## Requirements:
Could you copy out, character for character, everything from the first line of the entries down to and including the line containing "point(418, 288)"?

## Material supplied:
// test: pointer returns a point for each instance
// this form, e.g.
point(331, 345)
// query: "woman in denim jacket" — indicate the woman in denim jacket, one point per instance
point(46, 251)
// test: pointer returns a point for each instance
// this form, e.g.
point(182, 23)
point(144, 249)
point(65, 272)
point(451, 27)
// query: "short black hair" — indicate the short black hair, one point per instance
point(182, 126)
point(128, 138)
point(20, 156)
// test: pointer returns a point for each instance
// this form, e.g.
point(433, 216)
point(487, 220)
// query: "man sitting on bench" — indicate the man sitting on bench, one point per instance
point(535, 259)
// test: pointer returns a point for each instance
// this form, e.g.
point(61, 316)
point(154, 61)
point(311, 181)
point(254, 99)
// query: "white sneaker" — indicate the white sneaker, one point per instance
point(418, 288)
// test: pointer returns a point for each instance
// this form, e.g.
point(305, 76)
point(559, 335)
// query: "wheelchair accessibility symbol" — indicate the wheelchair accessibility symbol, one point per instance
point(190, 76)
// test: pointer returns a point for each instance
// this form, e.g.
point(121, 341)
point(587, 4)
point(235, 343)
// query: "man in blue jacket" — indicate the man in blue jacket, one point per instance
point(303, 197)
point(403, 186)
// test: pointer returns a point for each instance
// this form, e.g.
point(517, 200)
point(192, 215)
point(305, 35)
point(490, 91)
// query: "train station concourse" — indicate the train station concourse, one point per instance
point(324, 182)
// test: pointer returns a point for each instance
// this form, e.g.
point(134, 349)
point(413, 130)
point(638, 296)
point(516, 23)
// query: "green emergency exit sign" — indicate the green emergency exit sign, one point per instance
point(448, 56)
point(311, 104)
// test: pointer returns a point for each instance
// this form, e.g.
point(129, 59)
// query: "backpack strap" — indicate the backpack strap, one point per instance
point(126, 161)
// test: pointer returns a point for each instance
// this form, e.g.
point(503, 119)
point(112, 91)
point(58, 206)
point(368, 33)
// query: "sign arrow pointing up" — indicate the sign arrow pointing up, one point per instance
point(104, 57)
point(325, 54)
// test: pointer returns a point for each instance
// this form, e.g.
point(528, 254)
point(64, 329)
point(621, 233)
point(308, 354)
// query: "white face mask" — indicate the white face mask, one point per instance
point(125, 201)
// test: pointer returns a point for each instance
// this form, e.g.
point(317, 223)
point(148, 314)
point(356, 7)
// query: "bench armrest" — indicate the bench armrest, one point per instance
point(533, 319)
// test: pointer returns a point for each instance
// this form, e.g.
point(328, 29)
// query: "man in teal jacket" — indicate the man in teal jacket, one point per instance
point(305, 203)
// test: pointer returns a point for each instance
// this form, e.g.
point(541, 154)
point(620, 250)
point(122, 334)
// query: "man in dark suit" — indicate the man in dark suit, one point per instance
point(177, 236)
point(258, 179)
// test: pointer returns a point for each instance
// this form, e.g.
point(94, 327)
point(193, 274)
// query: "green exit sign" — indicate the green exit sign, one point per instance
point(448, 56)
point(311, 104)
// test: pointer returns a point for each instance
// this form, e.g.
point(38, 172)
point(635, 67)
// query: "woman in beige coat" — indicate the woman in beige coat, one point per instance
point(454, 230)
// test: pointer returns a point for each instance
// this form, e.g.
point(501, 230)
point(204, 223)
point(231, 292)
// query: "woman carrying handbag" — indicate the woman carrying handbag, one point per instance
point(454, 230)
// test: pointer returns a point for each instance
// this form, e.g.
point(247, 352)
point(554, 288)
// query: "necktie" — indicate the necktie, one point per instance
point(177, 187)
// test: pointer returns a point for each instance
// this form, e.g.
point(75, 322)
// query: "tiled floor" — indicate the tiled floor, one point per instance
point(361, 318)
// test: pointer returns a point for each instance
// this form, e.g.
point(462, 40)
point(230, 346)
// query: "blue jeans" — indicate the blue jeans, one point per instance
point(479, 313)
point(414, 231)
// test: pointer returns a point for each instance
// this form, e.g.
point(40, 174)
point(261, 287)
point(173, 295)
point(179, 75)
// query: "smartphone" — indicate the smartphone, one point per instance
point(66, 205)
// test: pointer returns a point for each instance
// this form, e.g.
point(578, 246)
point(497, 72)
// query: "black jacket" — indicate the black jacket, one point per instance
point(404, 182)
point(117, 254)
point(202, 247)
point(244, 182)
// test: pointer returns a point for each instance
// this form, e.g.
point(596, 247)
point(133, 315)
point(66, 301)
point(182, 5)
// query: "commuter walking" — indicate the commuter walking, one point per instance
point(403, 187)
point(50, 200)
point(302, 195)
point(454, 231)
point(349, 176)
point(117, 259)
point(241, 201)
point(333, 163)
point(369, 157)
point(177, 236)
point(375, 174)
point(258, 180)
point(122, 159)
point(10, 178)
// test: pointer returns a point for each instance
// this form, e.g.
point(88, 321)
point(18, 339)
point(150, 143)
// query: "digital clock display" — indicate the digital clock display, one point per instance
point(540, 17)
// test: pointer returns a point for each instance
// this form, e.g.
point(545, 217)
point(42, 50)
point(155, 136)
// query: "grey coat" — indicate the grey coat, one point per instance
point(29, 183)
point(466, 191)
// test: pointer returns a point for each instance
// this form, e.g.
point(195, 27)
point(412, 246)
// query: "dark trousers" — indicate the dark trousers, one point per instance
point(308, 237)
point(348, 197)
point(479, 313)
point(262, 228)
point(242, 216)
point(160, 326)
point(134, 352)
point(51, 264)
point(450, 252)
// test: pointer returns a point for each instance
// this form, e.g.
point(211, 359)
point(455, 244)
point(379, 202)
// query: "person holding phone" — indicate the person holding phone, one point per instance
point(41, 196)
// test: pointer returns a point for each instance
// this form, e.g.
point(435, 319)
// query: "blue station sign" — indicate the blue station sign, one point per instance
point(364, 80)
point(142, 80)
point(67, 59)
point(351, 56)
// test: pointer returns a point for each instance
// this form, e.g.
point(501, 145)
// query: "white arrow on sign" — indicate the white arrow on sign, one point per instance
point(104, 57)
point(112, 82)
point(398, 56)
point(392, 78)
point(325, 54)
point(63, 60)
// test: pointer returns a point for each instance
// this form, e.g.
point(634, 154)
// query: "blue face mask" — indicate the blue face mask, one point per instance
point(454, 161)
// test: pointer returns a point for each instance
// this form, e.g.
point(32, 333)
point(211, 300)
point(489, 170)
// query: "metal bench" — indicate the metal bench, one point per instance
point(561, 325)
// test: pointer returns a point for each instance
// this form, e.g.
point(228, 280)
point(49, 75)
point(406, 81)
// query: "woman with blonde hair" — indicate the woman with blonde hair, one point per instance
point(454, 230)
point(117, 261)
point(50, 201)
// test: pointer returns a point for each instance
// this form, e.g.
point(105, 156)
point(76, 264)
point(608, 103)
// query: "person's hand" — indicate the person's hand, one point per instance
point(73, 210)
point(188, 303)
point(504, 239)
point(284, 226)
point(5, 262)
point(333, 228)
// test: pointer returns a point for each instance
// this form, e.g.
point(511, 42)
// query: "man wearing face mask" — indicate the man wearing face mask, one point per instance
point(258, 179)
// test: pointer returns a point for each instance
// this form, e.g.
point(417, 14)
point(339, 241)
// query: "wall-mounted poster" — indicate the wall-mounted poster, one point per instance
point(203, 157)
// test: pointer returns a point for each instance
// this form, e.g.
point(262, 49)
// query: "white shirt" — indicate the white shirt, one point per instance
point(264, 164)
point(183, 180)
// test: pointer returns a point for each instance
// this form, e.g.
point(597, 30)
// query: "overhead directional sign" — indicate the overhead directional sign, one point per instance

## Output of the exercise:
// test: pointer returns a point for each instance
// this form, e.g.
point(331, 345)
// query: "woman in denim jacket" — indicate the woman in denim jacket, one point per instance
point(46, 251)
// test: pointer returns a point for each instance
// this form, e.g.
point(182, 23)
point(144, 249)
point(65, 272)
point(451, 27)
// query: "short black hair" — indicate the short black hair, one point per instance
point(182, 126)
point(128, 138)
point(20, 156)
// test: pointer returns a point for each instance
// this form, e.g.
point(433, 216)
point(487, 220)
// query: "man sitting on bench" — indicate the man sitting on bench, one point per instance
point(535, 259)
// test: pointer returns a point for each instance
// this form, e.g.
point(61, 316)
point(154, 61)
point(311, 181)
point(254, 99)
// query: "white sneaker" — indicate the white sneaker, one point per instance
point(418, 288)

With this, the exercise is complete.